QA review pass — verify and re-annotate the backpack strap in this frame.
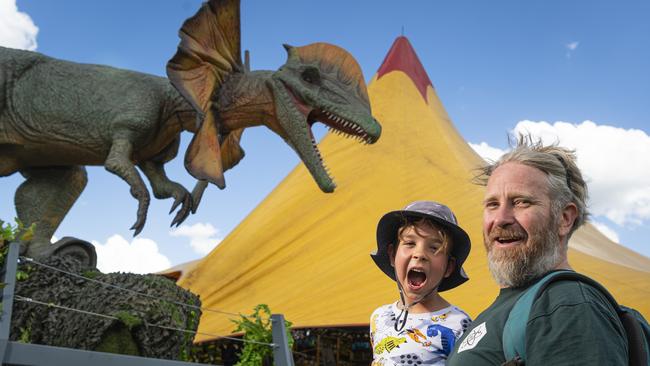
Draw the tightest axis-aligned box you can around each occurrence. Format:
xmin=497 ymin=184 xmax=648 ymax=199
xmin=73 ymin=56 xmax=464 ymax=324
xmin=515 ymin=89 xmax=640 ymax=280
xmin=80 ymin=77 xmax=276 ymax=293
xmin=501 ymin=270 xmax=650 ymax=366
xmin=501 ymin=270 xmax=620 ymax=362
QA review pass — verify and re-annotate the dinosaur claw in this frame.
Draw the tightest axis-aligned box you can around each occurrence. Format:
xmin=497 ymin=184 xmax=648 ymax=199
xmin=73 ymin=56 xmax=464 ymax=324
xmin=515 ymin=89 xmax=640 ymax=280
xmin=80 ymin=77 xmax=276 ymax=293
xmin=169 ymin=199 xmax=184 ymax=214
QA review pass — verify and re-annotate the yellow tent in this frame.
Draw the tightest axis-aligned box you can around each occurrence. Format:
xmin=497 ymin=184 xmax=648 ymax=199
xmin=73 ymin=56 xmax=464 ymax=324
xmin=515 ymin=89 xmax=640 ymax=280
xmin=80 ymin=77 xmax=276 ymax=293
xmin=174 ymin=37 xmax=650 ymax=342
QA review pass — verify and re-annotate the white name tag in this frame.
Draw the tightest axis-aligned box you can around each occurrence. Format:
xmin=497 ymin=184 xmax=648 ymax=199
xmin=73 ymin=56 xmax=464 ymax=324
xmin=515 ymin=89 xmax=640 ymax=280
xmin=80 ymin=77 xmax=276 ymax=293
xmin=458 ymin=322 xmax=487 ymax=353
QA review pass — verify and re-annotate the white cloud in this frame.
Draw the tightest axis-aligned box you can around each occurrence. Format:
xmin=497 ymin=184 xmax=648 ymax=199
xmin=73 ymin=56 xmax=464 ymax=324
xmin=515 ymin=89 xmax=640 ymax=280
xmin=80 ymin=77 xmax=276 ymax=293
xmin=469 ymin=142 xmax=506 ymax=161
xmin=514 ymin=121 xmax=650 ymax=226
xmin=92 ymin=234 xmax=171 ymax=274
xmin=477 ymin=121 xmax=650 ymax=227
xmin=0 ymin=0 xmax=38 ymax=51
xmin=566 ymin=41 xmax=580 ymax=51
xmin=591 ymin=221 xmax=620 ymax=243
xmin=169 ymin=222 xmax=222 ymax=255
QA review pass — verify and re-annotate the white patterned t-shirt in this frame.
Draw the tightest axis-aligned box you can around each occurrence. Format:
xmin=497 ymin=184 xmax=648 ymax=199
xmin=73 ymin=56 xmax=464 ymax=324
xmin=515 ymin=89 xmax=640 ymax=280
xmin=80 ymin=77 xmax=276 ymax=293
xmin=370 ymin=303 xmax=471 ymax=366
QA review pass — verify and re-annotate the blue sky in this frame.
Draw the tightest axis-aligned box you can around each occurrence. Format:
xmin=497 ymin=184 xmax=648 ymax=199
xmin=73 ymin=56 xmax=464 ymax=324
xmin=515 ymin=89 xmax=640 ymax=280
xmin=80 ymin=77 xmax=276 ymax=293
xmin=0 ymin=0 xmax=650 ymax=270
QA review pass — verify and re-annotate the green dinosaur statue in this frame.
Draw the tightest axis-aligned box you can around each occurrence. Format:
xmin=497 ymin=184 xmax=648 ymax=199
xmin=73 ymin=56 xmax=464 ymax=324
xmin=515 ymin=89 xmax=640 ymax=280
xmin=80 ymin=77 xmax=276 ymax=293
xmin=0 ymin=0 xmax=381 ymax=264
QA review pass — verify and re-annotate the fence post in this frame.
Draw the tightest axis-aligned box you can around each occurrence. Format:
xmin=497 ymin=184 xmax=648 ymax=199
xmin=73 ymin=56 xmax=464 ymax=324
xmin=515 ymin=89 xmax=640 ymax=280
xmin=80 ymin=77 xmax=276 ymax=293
xmin=271 ymin=314 xmax=294 ymax=366
xmin=0 ymin=242 xmax=20 ymax=364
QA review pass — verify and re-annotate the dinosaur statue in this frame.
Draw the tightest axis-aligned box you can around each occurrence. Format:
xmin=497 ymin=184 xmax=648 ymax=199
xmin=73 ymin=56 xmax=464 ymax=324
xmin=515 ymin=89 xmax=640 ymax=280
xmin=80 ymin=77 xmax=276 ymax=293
xmin=0 ymin=0 xmax=381 ymax=264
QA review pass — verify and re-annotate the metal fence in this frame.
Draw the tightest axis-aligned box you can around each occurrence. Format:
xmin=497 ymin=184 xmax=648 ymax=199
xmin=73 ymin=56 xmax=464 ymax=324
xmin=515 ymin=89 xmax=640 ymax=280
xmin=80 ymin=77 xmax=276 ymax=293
xmin=0 ymin=242 xmax=294 ymax=366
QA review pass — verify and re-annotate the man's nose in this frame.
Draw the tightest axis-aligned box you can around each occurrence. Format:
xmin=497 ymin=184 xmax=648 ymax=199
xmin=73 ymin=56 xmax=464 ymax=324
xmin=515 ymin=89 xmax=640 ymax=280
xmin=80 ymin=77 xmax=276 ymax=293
xmin=490 ymin=205 xmax=515 ymax=227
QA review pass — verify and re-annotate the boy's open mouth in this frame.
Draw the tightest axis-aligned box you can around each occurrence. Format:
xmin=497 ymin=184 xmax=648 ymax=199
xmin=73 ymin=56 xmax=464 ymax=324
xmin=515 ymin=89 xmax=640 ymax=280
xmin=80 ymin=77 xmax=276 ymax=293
xmin=406 ymin=268 xmax=427 ymax=290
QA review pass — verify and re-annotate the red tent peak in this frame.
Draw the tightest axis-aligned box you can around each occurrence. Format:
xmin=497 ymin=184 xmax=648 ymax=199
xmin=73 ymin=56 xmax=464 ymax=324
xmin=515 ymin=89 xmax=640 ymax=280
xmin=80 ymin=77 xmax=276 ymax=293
xmin=377 ymin=36 xmax=433 ymax=101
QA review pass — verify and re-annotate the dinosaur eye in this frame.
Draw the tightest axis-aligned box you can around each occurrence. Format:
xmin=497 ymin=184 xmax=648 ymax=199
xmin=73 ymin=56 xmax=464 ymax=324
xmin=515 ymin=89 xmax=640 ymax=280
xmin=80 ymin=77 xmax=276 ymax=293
xmin=300 ymin=67 xmax=320 ymax=84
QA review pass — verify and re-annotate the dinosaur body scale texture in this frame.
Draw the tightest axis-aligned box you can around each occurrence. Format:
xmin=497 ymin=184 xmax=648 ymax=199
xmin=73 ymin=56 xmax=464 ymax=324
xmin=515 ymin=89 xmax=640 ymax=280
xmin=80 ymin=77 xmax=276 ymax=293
xmin=0 ymin=0 xmax=381 ymax=255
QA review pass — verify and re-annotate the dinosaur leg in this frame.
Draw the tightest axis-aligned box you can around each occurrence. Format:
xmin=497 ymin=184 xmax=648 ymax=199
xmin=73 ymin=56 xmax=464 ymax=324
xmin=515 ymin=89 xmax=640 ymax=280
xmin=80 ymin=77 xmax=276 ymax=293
xmin=138 ymin=161 xmax=192 ymax=226
xmin=104 ymin=138 xmax=150 ymax=236
xmin=14 ymin=166 xmax=88 ymax=256
xmin=192 ymin=180 xmax=208 ymax=214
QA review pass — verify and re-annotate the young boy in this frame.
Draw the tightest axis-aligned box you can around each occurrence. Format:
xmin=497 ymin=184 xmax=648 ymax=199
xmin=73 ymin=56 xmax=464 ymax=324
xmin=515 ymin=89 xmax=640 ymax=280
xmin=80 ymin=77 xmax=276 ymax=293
xmin=370 ymin=201 xmax=471 ymax=365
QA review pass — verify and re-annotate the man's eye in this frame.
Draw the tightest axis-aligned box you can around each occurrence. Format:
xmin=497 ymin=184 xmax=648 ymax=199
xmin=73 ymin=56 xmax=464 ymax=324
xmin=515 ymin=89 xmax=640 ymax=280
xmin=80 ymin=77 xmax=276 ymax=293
xmin=484 ymin=201 xmax=499 ymax=208
xmin=514 ymin=199 xmax=530 ymax=207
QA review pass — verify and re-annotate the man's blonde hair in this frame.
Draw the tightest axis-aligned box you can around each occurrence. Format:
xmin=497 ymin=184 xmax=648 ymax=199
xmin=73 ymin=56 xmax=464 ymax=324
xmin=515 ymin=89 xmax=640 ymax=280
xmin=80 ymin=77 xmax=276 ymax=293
xmin=474 ymin=134 xmax=589 ymax=240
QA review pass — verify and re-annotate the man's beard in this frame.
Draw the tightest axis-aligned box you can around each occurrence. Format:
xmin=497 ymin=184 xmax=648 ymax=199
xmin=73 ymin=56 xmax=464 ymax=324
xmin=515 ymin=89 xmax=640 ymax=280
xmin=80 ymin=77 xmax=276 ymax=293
xmin=484 ymin=215 xmax=564 ymax=287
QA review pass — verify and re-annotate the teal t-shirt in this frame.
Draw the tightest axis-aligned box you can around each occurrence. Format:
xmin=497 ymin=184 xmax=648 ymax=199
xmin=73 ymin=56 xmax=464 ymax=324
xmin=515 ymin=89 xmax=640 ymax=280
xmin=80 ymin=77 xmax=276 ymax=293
xmin=447 ymin=274 xmax=628 ymax=366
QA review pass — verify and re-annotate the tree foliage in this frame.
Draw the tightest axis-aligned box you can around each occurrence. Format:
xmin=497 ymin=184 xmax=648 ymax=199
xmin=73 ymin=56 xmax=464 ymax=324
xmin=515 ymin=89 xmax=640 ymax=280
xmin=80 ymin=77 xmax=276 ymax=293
xmin=232 ymin=304 xmax=293 ymax=366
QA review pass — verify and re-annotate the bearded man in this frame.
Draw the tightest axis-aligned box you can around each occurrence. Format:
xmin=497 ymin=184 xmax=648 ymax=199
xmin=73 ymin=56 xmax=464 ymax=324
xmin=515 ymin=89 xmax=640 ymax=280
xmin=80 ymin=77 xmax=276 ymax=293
xmin=447 ymin=136 xmax=628 ymax=366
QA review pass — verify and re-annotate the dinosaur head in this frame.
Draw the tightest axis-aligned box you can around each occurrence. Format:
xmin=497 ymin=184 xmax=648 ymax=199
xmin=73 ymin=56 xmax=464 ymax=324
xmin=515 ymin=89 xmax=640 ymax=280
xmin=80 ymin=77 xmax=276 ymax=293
xmin=269 ymin=43 xmax=381 ymax=192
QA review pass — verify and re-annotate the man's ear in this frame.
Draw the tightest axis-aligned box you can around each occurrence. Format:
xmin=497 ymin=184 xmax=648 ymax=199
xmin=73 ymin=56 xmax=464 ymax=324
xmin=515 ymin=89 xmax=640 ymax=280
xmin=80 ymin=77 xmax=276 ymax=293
xmin=445 ymin=257 xmax=456 ymax=278
xmin=558 ymin=202 xmax=578 ymax=237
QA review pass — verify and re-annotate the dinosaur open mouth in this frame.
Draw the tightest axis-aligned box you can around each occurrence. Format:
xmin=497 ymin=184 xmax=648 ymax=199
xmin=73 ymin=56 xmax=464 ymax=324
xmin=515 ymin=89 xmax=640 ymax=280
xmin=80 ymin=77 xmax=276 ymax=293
xmin=307 ymin=108 xmax=377 ymax=144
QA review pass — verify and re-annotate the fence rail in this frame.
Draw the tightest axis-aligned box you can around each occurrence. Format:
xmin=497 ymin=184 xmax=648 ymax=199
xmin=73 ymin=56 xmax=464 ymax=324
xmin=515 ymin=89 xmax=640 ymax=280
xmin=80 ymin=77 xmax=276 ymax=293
xmin=0 ymin=242 xmax=294 ymax=366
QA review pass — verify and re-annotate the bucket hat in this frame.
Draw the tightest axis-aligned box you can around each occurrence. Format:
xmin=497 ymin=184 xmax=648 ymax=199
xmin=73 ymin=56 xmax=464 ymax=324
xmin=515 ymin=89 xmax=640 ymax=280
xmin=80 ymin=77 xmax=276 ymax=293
xmin=370 ymin=201 xmax=471 ymax=292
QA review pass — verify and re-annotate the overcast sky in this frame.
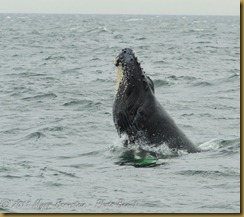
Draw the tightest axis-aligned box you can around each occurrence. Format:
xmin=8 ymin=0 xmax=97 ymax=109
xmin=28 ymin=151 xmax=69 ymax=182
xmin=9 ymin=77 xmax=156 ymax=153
xmin=0 ymin=0 xmax=240 ymax=15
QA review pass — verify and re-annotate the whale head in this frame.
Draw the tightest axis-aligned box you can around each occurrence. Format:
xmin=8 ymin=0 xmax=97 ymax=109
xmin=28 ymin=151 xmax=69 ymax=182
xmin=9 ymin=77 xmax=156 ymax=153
xmin=115 ymin=48 xmax=154 ymax=96
xmin=113 ymin=48 xmax=154 ymax=135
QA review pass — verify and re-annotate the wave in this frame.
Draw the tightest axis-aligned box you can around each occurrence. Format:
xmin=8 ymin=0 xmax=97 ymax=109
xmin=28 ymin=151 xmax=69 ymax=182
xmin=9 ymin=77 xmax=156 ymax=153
xmin=110 ymin=137 xmax=187 ymax=167
xmin=22 ymin=93 xmax=58 ymax=101
xmin=178 ymin=170 xmax=240 ymax=178
xmin=63 ymin=99 xmax=102 ymax=108
xmin=199 ymin=138 xmax=240 ymax=155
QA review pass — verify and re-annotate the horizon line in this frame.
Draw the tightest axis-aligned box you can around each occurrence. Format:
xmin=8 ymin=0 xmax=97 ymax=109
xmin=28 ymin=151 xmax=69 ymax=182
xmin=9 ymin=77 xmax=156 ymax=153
xmin=0 ymin=12 xmax=240 ymax=17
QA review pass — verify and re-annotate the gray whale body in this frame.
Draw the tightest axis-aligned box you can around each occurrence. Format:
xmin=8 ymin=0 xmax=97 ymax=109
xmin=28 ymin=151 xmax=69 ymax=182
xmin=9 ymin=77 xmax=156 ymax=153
xmin=113 ymin=48 xmax=201 ymax=153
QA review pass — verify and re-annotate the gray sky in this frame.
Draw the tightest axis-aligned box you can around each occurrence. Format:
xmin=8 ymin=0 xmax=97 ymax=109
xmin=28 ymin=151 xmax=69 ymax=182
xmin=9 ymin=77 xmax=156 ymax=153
xmin=0 ymin=0 xmax=240 ymax=15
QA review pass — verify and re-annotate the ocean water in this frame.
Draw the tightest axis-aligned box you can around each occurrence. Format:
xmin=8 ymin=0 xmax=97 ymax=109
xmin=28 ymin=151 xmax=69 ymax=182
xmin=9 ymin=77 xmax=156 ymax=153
xmin=0 ymin=14 xmax=240 ymax=213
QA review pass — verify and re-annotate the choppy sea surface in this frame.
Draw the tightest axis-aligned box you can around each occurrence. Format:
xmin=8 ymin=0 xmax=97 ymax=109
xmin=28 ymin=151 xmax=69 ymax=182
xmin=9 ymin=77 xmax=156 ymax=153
xmin=0 ymin=14 xmax=240 ymax=213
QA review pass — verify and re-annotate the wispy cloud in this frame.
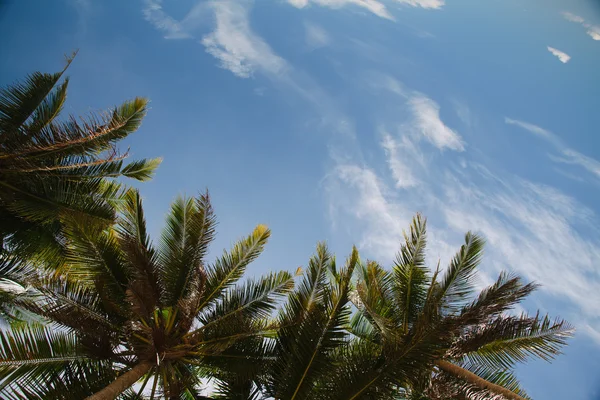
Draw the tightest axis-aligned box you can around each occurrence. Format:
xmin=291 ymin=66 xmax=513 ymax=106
xmin=202 ymin=1 xmax=287 ymax=78
xmin=548 ymin=46 xmax=571 ymax=64
xmin=504 ymin=118 xmax=600 ymax=178
xmin=288 ymin=0 xmax=394 ymax=21
xmin=381 ymin=131 xmax=419 ymax=188
xmin=368 ymin=74 xmax=465 ymax=151
xmin=562 ymin=11 xmax=600 ymax=40
xmin=396 ymin=0 xmax=446 ymax=10
xmin=408 ymin=93 xmax=465 ymax=151
xmin=327 ymin=128 xmax=600 ymax=344
xmin=142 ymin=0 xmax=191 ymax=39
xmin=304 ymin=22 xmax=331 ymax=49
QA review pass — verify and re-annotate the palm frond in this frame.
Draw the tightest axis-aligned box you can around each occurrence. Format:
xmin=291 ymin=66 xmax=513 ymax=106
xmin=455 ymin=314 xmax=573 ymax=369
xmin=393 ymin=214 xmax=429 ymax=333
xmin=436 ymin=232 xmax=485 ymax=310
xmin=198 ymin=225 xmax=271 ymax=310
xmin=459 ymin=272 xmax=538 ymax=324
xmin=269 ymin=248 xmax=360 ymax=399
xmin=117 ymin=189 xmax=163 ymax=318
xmin=0 ymin=325 xmax=88 ymax=393
xmin=0 ymin=55 xmax=74 ymax=137
xmin=196 ymin=271 xmax=294 ymax=337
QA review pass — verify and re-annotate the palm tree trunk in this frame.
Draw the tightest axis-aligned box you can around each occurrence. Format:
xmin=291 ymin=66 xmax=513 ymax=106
xmin=85 ymin=361 xmax=152 ymax=400
xmin=435 ymin=360 xmax=525 ymax=400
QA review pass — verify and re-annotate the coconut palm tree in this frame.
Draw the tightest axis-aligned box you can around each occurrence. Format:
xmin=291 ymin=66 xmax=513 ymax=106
xmin=0 ymin=190 xmax=294 ymax=399
xmin=258 ymin=244 xmax=360 ymax=400
xmin=327 ymin=215 xmax=572 ymax=400
xmin=0 ymin=57 xmax=160 ymax=261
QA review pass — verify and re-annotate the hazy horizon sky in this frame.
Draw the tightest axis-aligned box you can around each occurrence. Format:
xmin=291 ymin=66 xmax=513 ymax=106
xmin=0 ymin=0 xmax=600 ymax=399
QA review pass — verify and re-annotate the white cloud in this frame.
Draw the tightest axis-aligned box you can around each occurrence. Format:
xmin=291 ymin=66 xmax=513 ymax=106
xmin=396 ymin=0 xmax=446 ymax=9
xmin=562 ymin=11 xmax=585 ymax=24
xmin=562 ymin=11 xmax=600 ymax=40
xmin=381 ymin=131 xmax=419 ymax=188
xmin=327 ymin=140 xmax=600 ymax=337
xmin=202 ymin=0 xmax=287 ymax=78
xmin=367 ymin=73 xmax=465 ymax=151
xmin=288 ymin=0 xmax=394 ymax=20
xmin=304 ymin=22 xmax=331 ymax=49
xmin=548 ymin=46 xmax=571 ymax=64
xmin=408 ymin=93 xmax=464 ymax=151
xmin=587 ymin=25 xmax=600 ymax=40
xmin=142 ymin=0 xmax=191 ymax=39
xmin=504 ymin=118 xmax=600 ymax=178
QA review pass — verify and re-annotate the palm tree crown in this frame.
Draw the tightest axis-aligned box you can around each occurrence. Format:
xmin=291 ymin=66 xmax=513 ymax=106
xmin=0 ymin=57 xmax=160 ymax=262
xmin=339 ymin=215 xmax=572 ymax=400
xmin=0 ymin=190 xmax=293 ymax=399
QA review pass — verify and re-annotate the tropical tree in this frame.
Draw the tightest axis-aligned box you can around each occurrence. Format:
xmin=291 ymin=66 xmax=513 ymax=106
xmin=0 ymin=57 xmax=160 ymax=266
xmin=328 ymin=215 xmax=572 ymax=400
xmin=259 ymin=244 xmax=360 ymax=400
xmin=0 ymin=190 xmax=294 ymax=399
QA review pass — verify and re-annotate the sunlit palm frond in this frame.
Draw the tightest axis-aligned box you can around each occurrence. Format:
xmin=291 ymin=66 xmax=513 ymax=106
xmin=160 ymin=193 xmax=216 ymax=311
xmin=393 ymin=214 xmax=429 ymax=333
xmin=455 ymin=314 xmax=573 ymax=368
xmin=199 ymin=225 xmax=271 ymax=309
xmin=267 ymin=246 xmax=360 ymax=399
xmin=436 ymin=232 xmax=485 ymax=311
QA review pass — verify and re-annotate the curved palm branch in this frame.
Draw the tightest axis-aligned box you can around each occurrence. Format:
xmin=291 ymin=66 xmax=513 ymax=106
xmin=0 ymin=57 xmax=160 ymax=258
xmin=0 ymin=190 xmax=294 ymax=399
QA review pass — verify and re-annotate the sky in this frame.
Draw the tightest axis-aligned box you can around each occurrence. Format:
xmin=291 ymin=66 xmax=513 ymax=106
xmin=0 ymin=0 xmax=600 ymax=399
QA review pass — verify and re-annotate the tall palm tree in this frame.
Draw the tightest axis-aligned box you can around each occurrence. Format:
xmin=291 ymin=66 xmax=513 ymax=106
xmin=329 ymin=215 xmax=572 ymax=400
xmin=0 ymin=190 xmax=294 ymax=399
xmin=0 ymin=57 xmax=160 ymax=262
xmin=259 ymin=244 xmax=360 ymax=400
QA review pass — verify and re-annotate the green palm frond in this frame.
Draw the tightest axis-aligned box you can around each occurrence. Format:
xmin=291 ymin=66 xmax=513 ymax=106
xmin=393 ymin=214 xmax=429 ymax=333
xmin=214 ymin=379 xmax=263 ymax=400
xmin=65 ymin=218 xmax=129 ymax=302
xmin=3 ymin=362 xmax=121 ymax=400
xmin=160 ymin=193 xmax=216 ymax=311
xmin=353 ymin=261 xmax=403 ymax=341
xmin=198 ymin=225 xmax=271 ymax=309
xmin=426 ymin=363 xmax=530 ymax=400
xmin=436 ymin=232 xmax=485 ymax=311
xmin=196 ymin=271 xmax=294 ymax=336
xmin=459 ymin=272 xmax=538 ymax=324
xmin=117 ymin=189 xmax=163 ymax=318
xmin=455 ymin=314 xmax=573 ymax=368
xmin=0 ymin=57 xmax=160 ymax=263
xmin=0 ymin=325 xmax=94 ymax=393
xmin=0 ymin=54 xmax=74 ymax=137
xmin=268 ymin=246 xmax=360 ymax=399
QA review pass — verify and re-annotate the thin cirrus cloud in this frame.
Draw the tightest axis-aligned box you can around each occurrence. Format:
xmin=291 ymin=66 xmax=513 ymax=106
xmin=142 ymin=0 xmax=191 ymax=39
xmin=504 ymin=117 xmax=600 ymax=178
xmin=408 ymin=93 xmax=465 ymax=151
xmin=562 ymin=11 xmax=600 ymax=40
xmin=548 ymin=46 xmax=571 ymax=64
xmin=304 ymin=22 xmax=331 ymax=49
xmin=288 ymin=0 xmax=394 ymax=21
xmin=288 ymin=0 xmax=446 ymax=21
xmin=367 ymin=73 xmax=465 ymax=151
xmin=202 ymin=1 xmax=287 ymax=78
xmin=325 ymin=79 xmax=600 ymax=344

..........

Retype the records word for word, from the first line up to and including the line with "xmin=458 ymin=322 xmax=487 ymax=353". Leave the pictures out.

QA review pass — verify and re-annotate the backpack strap in this frame.
Draw the tightest axis-aligned box you can around each occurrence. Format:
xmin=497 ymin=184 xmax=648 ymax=199
xmin=73 ymin=56 xmax=464 ymax=324
xmin=515 ymin=89 xmax=640 ymax=280
xmin=80 ymin=77 xmax=276 ymax=293
xmin=501 ymin=270 xmax=650 ymax=366
xmin=501 ymin=270 xmax=620 ymax=362
QA review pass — verify and re-annotate the dinosaur claw in this frame.
Draw the tightest axis-aligned box you can around each occurrence. Format:
xmin=497 ymin=184 xmax=648 ymax=199
xmin=73 ymin=56 xmax=464 ymax=324
xmin=515 ymin=89 xmax=640 ymax=280
xmin=80 ymin=77 xmax=276 ymax=293
xmin=169 ymin=199 xmax=184 ymax=214
QA review pass — verify and re-annotate the yellow tent in this frame.
Draw the tightest axis-aligned box you can around each occurrence. Format:
xmin=497 ymin=184 xmax=648 ymax=199
xmin=73 ymin=56 xmax=464 ymax=324
xmin=515 ymin=89 xmax=640 ymax=280
xmin=80 ymin=77 xmax=276 ymax=293
xmin=174 ymin=37 xmax=650 ymax=342
QA review pass — verify and re-annotate the white name tag in this frame.
Draw the tightest axis-aligned box you can around each occurrence. Format:
xmin=497 ymin=184 xmax=648 ymax=199
xmin=73 ymin=56 xmax=464 ymax=324
xmin=515 ymin=89 xmax=640 ymax=280
xmin=80 ymin=77 xmax=276 ymax=293
xmin=458 ymin=322 xmax=487 ymax=353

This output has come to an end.